Problem details.
Write out, word for word, only the lines from the one with "134H101L94 137L93 141L106" to the end of the data below.

Supplied material.

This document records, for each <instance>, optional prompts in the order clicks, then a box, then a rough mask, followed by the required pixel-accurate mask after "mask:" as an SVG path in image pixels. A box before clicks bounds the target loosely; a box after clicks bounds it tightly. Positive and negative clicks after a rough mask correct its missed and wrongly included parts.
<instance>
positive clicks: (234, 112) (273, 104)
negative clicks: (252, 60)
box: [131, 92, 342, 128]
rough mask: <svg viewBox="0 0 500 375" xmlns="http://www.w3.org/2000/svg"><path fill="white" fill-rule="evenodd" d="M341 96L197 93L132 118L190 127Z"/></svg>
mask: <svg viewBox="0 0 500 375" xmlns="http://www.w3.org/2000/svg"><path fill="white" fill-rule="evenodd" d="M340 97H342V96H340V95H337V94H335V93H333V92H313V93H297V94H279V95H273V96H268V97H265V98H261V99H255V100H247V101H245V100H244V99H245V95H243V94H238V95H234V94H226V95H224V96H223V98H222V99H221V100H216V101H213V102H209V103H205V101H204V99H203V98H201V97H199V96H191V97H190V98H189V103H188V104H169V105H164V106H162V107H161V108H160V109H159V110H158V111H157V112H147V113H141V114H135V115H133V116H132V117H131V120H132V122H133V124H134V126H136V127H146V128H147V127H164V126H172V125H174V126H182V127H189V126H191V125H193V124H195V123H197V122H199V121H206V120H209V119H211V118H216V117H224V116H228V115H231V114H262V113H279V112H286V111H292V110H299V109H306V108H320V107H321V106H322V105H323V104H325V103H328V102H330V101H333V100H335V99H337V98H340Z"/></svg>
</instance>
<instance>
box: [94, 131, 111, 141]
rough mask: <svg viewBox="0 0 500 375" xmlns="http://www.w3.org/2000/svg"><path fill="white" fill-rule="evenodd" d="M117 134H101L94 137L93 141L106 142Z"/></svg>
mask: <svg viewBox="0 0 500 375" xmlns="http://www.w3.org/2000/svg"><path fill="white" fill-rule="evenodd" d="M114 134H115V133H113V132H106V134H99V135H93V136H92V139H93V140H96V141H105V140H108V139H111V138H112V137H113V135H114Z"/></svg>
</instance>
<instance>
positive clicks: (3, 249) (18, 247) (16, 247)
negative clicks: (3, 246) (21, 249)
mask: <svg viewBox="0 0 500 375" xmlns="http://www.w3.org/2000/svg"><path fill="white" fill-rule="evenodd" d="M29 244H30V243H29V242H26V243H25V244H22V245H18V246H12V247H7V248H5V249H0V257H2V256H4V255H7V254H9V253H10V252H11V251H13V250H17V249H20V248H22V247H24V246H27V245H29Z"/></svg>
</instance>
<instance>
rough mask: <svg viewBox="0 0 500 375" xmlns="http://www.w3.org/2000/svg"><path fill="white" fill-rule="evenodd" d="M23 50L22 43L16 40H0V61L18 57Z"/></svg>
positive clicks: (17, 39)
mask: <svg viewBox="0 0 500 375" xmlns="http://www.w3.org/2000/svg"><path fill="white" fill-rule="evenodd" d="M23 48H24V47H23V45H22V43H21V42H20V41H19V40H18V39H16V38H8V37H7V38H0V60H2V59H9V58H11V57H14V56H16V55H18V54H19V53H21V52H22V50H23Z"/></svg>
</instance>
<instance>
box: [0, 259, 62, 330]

Expected output.
rough mask: <svg viewBox="0 0 500 375" xmlns="http://www.w3.org/2000/svg"><path fill="white" fill-rule="evenodd" d="M117 134H101L94 137L93 141L106 142Z"/></svg>
mask: <svg viewBox="0 0 500 375" xmlns="http://www.w3.org/2000/svg"><path fill="white" fill-rule="evenodd" d="M114 134H115V133H113V132H106V134H99V135H93V136H92V139H93V140H96V141H105V140H108V139H111V138H112V137H113V135H114Z"/></svg>
</instance>
<instance>
positive clicks: (3, 249) (18, 247) (16, 247)
negative clicks: (3, 246) (21, 249)
mask: <svg viewBox="0 0 500 375" xmlns="http://www.w3.org/2000/svg"><path fill="white" fill-rule="evenodd" d="M29 244H30V243H29V242H26V243H25V244H22V245H18V246H12V247H7V248H5V249H0V257H2V256H4V255H7V254H9V253H10V252H11V251H13V250H17V249H20V248H22V247H24V246H27V245H29Z"/></svg>
</instance>
<instance>
rough mask: <svg viewBox="0 0 500 375" xmlns="http://www.w3.org/2000/svg"><path fill="white" fill-rule="evenodd" d="M23 50L22 43L16 40H0V61L18 57Z"/></svg>
positive clicks: (17, 39)
mask: <svg viewBox="0 0 500 375" xmlns="http://www.w3.org/2000/svg"><path fill="white" fill-rule="evenodd" d="M23 48H24V47H23V45H22V43H21V42H20V41H19V40H18V39H16V38H8V37H7V38H0V60H2V59H9V58H11V57H14V56H16V55H18V54H19V53H21V52H22V50H23Z"/></svg>
</instance>
<instance>
box: [0, 259, 62, 330]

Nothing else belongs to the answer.